Brief:
Go through the entries below, tally each line with the string "entrance", and give the final number by itself.

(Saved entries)
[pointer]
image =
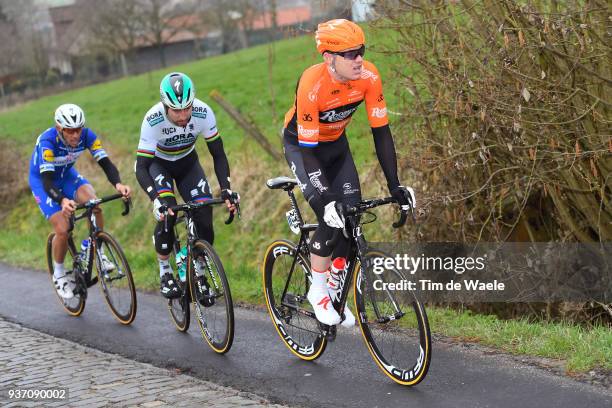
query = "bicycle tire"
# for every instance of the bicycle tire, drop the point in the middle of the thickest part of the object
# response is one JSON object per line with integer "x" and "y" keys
{"x": 118, "y": 283}
{"x": 298, "y": 331}
{"x": 211, "y": 296}
{"x": 76, "y": 305}
{"x": 403, "y": 357}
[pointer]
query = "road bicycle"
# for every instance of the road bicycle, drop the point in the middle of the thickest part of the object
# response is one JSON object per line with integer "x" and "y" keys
{"x": 116, "y": 283}
{"x": 393, "y": 325}
{"x": 205, "y": 283}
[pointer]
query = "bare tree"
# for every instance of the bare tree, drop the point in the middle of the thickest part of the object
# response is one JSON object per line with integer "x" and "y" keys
{"x": 31, "y": 42}
{"x": 115, "y": 29}
{"x": 162, "y": 20}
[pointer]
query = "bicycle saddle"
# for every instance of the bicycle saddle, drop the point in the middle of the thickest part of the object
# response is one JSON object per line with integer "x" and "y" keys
{"x": 283, "y": 182}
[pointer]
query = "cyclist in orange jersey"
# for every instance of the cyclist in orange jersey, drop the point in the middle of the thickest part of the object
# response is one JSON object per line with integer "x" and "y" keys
{"x": 318, "y": 153}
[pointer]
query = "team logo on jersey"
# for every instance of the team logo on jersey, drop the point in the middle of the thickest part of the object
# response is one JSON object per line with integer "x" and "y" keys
{"x": 48, "y": 156}
{"x": 333, "y": 116}
{"x": 379, "y": 113}
{"x": 302, "y": 131}
{"x": 365, "y": 74}
{"x": 97, "y": 144}
{"x": 155, "y": 118}
{"x": 199, "y": 112}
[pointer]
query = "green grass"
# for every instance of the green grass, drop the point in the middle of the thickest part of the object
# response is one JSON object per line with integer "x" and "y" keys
{"x": 581, "y": 348}
{"x": 115, "y": 111}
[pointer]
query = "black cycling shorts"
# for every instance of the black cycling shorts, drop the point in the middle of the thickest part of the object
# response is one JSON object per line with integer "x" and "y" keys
{"x": 339, "y": 168}
{"x": 188, "y": 176}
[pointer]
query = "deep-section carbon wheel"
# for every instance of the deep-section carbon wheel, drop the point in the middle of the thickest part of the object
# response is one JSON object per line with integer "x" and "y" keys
{"x": 285, "y": 293}
{"x": 393, "y": 323}
{"x": 115, "y": 278}
{"x": 75, "y": 305}
{"x": 211, "y": 296}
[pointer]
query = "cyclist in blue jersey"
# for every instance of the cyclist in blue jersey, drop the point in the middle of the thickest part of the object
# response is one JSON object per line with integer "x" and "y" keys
{"x": 58, "y": 187}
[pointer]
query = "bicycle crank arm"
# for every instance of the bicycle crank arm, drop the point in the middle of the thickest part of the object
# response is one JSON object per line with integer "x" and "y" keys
{"x": 388, "y": 319}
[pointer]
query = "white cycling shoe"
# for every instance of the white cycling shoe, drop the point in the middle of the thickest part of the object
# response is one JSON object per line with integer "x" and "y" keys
{"x": 322, "y": 305}
{"x": 64, "y": 287}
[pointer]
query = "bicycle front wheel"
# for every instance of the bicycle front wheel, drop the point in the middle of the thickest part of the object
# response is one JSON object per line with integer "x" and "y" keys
{"x": 115, "y": 278}
{"x": 211, "y": 297}
{"x": 76, "y": 304}
{"x": 394, "y": 324}
{"x": 285, "y": 292}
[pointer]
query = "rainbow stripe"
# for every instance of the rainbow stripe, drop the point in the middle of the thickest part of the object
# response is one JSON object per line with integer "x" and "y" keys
{"x": 145, "y": 153}
{"x": 165, "y": 192}
{"x": 213, "y": 137}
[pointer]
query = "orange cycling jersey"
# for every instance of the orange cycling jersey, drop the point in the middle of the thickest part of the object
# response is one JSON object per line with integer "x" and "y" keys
{"x": 323, "y": 106}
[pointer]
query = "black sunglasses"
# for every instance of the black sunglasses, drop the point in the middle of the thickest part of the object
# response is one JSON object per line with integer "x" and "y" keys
{"x": 352, "y": 54}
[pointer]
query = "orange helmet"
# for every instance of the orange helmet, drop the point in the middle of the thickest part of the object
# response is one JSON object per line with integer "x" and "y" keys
{"x": 338, "y": 35}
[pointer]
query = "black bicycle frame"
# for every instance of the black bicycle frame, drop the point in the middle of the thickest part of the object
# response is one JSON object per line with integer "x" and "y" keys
{"x": 357, "y": 246}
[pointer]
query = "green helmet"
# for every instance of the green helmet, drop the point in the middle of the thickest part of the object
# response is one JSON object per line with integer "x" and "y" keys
{"x": 177, "y": 91}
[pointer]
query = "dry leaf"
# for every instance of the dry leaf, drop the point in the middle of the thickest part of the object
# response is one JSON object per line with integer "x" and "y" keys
{"x": 593, "y": 168}
{"x": 532, "y": 154}
{"x": 526, "y": 95}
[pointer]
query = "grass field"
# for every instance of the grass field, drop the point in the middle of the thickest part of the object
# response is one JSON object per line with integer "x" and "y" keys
{"x": 115, "y": 111}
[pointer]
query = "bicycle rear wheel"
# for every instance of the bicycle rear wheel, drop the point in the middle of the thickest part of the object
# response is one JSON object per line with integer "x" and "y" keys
{"x": 211, "y": 296}
{"x": 291, "y": 314}
{"x": 116, "y": 283}
{"x": 394, "y": 325}
{"x": 75, "y": 305}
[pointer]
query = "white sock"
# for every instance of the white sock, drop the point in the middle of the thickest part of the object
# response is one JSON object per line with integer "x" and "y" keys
{"x": 164, "y": 267}
{"x": 58, "y": 270}
{"x": 319, "y": 280}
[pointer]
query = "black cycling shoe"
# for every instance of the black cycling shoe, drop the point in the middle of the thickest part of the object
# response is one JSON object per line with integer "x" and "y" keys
{"x": 168, "y": 287}
{"x": 205, "y": 297}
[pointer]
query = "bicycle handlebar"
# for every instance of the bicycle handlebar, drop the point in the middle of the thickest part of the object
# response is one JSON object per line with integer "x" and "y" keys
{"x": 191, "y": 205}
{"x": 365, "y": 205}
{"x": 97, "y": 201}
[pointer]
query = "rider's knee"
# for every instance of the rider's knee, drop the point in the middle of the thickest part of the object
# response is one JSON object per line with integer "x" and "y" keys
{"x": 318, "y": 242}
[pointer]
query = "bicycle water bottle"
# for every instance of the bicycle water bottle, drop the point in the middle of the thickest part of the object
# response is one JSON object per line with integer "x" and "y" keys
{"x": 181, "y": 265}
{"x": 336, "y": 278}
{"x": 84, "y": 251}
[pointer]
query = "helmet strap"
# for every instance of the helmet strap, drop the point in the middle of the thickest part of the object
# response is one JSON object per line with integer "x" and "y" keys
{"x": 332, "y": 68}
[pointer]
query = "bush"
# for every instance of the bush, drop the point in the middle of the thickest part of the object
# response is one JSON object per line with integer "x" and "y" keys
{"x": 510, "y": 111}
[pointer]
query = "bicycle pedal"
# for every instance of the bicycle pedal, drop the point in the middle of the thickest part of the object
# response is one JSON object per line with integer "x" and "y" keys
{"x": 330, "y": 332}
{"x": 92, "y": 282}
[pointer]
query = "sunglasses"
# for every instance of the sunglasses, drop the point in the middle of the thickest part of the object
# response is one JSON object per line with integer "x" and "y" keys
{"x": 352, "y": 54}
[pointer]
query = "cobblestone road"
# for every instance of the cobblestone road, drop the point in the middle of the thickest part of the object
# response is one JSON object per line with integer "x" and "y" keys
{"x": 34, "y": 360}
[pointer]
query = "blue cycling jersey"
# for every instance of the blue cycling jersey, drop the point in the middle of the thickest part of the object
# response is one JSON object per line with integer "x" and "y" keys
{"x": 51, "y": 154}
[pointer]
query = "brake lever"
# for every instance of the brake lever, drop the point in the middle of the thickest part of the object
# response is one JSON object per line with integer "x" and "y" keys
{"x": 126, "y": 206}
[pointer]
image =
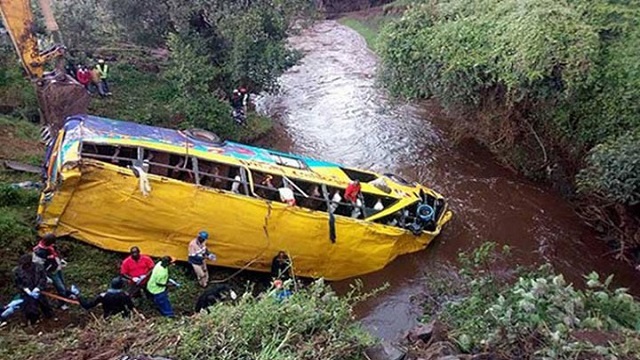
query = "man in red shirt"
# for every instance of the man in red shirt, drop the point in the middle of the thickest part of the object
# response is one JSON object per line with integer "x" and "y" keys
{"x": 136, "y": 269}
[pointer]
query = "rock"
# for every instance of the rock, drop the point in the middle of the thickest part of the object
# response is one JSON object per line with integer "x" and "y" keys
{"x": 385, "y": 351}
{"x": 483, "y": 356}
{"x": 421, "y": 332}
{"x": 439, "y": 350}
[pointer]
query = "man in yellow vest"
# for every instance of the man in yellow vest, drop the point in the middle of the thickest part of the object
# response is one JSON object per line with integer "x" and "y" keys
{"x": 103, "y": 69}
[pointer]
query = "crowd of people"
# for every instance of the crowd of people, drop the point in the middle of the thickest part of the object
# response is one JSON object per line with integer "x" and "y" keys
{"x": 139, "y": 277}
{"x": 94, "y": 79}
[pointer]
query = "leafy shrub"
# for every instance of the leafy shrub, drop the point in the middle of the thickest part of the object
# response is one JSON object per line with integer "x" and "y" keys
{"x": 613, "y": 169}
{"x": 454, "y": 49}
{"x": 538, "y": 314}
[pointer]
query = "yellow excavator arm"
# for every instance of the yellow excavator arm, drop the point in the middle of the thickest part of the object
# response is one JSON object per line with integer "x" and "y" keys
{"x": 18, "y": 20}
{"x": 59, "y": 95}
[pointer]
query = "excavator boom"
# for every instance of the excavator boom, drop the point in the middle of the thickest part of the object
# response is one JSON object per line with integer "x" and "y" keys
{"x": 59, "y": 95}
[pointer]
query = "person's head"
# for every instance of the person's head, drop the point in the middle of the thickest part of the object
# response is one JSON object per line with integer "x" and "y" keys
{"x": 117, "y": 283}
{"x": 167, "y": 260}
{"x": 25, "y": 261}
{"x": 203, "y": 236}
{"x": 277, "y": 284}
{"x": 135, "y": 253}
{"x": 49, "y": 239}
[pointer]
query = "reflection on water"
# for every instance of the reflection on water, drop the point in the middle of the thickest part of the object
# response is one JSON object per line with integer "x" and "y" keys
{"x": 330, "y": 109}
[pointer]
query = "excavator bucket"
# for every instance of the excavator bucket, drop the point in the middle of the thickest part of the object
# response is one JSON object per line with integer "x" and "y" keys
{"x": 60, "y": 97}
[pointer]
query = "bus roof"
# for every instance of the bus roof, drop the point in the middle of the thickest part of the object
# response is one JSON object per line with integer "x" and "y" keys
{"x": 88, "y": 128}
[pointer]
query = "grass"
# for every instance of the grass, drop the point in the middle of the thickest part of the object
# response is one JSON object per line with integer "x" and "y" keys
{"x": 369, "y": 23}
{"x": 312, "y": 324}
{"x": 364, "y": 28}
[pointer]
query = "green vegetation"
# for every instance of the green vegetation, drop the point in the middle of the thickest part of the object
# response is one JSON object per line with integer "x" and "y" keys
{"x": 365, "y": 28}
{"x": 312, "y": 324}
{"x": 369, "y": 24}
{"x": 526, "y": 313}
{"x": 540, "y": 82}
{"x": 613, "y": 169}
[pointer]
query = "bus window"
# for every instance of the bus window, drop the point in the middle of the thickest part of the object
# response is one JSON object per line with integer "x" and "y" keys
{"x": 118, "y": 155}
{"x": 266, "y": 185}
{"x": 222, "y": 176}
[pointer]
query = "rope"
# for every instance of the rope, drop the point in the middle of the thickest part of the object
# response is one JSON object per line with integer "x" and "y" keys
{"x": 58, "y": 297}
{"x": 255, "y": 258}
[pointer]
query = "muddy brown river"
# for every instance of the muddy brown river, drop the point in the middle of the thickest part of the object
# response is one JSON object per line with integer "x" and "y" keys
{"x": 331, "y": 109}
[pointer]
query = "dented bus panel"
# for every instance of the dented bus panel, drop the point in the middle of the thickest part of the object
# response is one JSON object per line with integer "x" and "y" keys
{"x": 118, "y": 184}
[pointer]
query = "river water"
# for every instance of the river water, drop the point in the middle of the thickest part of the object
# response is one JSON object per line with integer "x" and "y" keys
{"x": 331, "y": 109}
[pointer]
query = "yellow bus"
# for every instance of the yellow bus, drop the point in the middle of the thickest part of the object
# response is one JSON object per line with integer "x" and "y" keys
{"x": 117, "y": 184}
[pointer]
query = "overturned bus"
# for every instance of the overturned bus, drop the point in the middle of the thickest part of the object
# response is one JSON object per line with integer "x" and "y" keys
{"x": 117, "y": 184}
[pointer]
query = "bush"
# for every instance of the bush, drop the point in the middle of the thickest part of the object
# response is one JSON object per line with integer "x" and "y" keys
{"x": 613, "y": 170}
{"x": 538, "y": 314}
{"x": 312, "y": 324}
{"x": 457, "y": 48}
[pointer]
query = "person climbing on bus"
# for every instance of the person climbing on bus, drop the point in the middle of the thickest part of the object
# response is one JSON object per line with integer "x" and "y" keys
{"x": 136, "y": 269}
{"x": 45, "y": 254}
{"x": 30, "y": 278}
{"x": 114, "y": 301}
{"x": 158, "y": 283}
{"x": 352, "y": 194}
{"x": 281, "y": 266}
{"x": 103, "y": 70}
{"x": 237, "y": 103}
{"x": 286, "y": 194}
{"x": 197, "y": 253}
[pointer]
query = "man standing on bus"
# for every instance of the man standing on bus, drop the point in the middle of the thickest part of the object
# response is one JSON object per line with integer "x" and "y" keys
{"x": 197, "y": 253}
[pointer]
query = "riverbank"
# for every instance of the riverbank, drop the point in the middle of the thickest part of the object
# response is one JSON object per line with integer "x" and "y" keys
{"x": 333, "y": 88}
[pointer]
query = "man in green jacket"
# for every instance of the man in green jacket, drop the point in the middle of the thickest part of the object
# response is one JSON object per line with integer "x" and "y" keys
{"x": 157, "y": 285}
{"x": 103, "y": 69}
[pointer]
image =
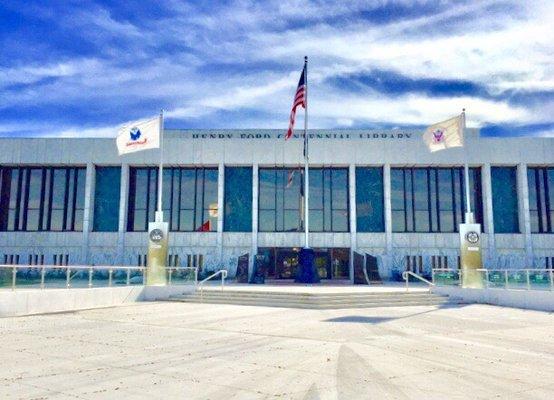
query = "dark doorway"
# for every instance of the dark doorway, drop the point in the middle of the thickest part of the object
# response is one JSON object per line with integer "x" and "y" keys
{"x": 282, "y": 262}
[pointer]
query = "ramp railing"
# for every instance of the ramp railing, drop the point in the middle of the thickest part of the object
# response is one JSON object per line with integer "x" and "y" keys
{"x": 17, "y": 276}
{"x": 523, "y": 279}
{"x": 406, "y": 276}
{"x": 222, "y": 272}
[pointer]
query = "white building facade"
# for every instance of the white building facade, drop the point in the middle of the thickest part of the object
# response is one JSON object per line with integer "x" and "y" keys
{"x": 234, "y": 192}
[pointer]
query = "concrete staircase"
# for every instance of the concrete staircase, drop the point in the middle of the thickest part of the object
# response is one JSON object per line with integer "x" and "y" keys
{"x": 313, "y": 300}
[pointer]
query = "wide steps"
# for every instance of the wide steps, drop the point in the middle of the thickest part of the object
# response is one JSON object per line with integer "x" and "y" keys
{"x": 313, "y": 300}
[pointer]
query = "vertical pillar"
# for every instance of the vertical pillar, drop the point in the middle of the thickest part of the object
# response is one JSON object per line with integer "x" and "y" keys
{"x": 524, "y": 214}
{"x": 488, "y": 220}
{"x": 220, "y": 209}
{"x": 254, "y": 249}
{"x": 88, "y": 211}
{"x": 353, "y": 226}
{"x": 388, "y": 215}
{"x": 122, "y": 227}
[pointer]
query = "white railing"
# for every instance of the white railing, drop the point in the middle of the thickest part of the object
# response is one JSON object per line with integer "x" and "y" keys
{"x": 406, "y": 276}
{"x": 524, "y": 279}
{"x": 200, "y": 284}
{"x": 79, "y": 276}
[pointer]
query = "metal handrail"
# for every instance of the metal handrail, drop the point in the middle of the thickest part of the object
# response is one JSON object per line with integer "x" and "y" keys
{"x": 222, "y": 272}
{"x": 72, "y": 271}
{"x": 506, "y": 273}
{"x": 406, "y": 275}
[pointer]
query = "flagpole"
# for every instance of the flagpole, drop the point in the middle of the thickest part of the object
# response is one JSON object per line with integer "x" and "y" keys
{"x": 306, "y": 158}
{"x": 159, "y": 213}
{"x": 469, "y": 214}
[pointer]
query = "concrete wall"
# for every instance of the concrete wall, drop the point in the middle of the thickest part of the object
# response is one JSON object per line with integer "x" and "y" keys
{"x": 528, "y": 299}
{"x": 266, "y": 148}
{"x": 36, "y": 301}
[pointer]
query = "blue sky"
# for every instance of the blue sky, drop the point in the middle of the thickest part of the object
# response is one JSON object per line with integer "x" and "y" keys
{"x": 76, "y": 68}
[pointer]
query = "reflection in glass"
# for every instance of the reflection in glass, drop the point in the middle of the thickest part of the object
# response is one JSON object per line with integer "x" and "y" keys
{"x": 106, "y": 199}
{"x": 432, "y": 199}
{"x": 189, "y": 202}
{"x": 504, "y": 199}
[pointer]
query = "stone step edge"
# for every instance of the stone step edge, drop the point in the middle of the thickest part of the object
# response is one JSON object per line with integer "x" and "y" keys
{"x": 323, "y": 306}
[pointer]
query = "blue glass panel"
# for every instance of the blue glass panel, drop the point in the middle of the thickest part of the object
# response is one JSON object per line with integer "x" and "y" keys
{"x": 370, "y": 200}
{"x": 504, "y": 200}
{"x": 106, "y": 199}
{"x": 238, "y": 199}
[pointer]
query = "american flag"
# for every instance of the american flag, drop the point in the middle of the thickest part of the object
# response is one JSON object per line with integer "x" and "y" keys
{"x": 299, "y": 100}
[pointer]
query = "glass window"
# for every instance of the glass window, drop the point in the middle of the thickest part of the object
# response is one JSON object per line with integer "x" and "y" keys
{"x": 238, "y": 199}
{"x": 369, "y": 200}
{"x": 189, "y": 200}
{"x": 106, "y": 199}
{"x": 328, "y": 200}
{"x": 504, "y": 199}
{"x": 432, "y": 199}
{"x": 280, "y": 200}
{"x": 41, "y": 198}
{"x": 540, "y": 181}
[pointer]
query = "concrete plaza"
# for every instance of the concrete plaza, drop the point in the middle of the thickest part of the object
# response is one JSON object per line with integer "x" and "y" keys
{"x": 169, "y": 350}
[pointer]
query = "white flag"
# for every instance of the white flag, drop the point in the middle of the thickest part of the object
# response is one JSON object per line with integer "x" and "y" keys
{"x": 446, "y": 134}
{"x": 139, "y": 135}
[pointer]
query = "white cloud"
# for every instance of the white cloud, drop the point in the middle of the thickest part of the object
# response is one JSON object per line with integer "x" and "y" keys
{"x": 499, "y": 50}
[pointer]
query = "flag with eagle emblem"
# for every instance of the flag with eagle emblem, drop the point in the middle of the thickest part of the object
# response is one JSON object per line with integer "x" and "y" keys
{"x": 446, "y": 134}
{"x": 139, "y": 135}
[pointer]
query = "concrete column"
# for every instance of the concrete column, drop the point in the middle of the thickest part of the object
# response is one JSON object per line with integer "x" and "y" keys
{"x": 254, "y": 249}
{"x": 123, "y": 197}
{"x": 488, "y": 217}
{"x": 353, "y": 227}
{"x": 524, "y": 215}
{"x": 88, "y": 211}
{"x": 388, "y": 210}
{"x": 220, "y": 208}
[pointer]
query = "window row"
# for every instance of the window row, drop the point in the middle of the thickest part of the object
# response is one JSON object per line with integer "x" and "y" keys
{"x": 422, "y": 199}
{"x": 433, "y": 199}
{"x": 42, "y": 199}
{"x": 281, "y": 200}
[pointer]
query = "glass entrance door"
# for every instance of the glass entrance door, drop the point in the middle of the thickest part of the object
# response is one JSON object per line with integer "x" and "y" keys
{"x": 282, "y": 262}
{"x": 286, "y": 263}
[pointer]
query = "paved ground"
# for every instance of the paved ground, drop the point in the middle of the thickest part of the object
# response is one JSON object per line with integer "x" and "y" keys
{"x": 192, "y": 351}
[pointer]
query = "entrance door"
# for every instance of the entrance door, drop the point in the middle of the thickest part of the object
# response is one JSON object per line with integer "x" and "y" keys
{"x": 322, "y": 263}
{"x": 286, "y": 263}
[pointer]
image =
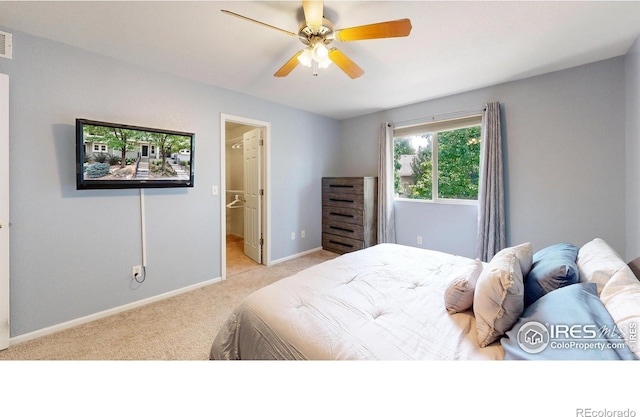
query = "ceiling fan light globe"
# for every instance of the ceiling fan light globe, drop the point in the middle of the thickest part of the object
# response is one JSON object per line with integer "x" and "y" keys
{"x": 320, "y": 52}
{"x": 305, "y": 58}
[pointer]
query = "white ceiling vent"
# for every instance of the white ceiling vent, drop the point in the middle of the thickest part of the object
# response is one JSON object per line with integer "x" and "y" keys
{"x": 5, "y": 45}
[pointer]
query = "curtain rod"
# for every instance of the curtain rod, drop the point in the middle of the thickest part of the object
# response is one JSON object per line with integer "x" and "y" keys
{"x": 437, "y": 117}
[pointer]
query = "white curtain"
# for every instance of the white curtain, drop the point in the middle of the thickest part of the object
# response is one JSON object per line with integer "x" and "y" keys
{"x": 386, "y": 214}
{"x": 491, "y": 221}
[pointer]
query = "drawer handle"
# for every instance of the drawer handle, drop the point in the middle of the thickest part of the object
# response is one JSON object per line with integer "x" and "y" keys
{"x": 341, "y": 214}
{"x": 342, "y": 229}
{"x": 342, "y": 244}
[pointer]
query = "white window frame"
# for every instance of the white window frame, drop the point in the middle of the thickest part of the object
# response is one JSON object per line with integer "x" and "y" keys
{"x": 433, "y": 128}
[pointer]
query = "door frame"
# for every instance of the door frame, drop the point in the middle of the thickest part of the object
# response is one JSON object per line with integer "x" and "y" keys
{"x": 266, "y": 182}
{"x": 5, "y": 309}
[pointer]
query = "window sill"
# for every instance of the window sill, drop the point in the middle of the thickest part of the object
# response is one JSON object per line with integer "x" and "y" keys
{"x": 439, "y": 201}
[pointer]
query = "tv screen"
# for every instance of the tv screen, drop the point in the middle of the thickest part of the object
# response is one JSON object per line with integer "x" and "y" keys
{"x": 110, "y": 155}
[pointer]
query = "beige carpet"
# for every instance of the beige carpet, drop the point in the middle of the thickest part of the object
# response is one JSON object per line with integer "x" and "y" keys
{"x": 178, "y": 328}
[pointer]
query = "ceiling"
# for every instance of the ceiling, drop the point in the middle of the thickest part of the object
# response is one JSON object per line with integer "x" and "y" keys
{"x": 454, "y": 46}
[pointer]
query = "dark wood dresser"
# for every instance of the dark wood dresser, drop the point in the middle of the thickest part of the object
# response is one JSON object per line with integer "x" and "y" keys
{"x": 349, "y": 213}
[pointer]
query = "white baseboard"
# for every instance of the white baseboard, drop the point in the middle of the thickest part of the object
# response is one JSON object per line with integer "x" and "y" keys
{"x": 92, "y": 317}
{"x": 297, "y": 255}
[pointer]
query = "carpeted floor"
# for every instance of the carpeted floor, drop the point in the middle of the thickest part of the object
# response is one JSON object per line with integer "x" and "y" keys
{"x": 178, "y": 328}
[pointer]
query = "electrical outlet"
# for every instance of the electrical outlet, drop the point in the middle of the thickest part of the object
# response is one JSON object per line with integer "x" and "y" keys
{"x": 136, "y": 271}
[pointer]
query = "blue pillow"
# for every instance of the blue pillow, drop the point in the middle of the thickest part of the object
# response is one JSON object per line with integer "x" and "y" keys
{"x": 570, "y": 323}
{"x": 553, "y": 267}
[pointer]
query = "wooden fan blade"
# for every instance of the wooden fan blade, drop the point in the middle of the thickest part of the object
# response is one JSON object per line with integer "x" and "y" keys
{"x": 289, "y": 66}
{"x": 313, "y": 13}
{"x": 391, "y": 29}
{"x": 260, "y": 23}
{"x": 345, "y": 64}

Task solution:
4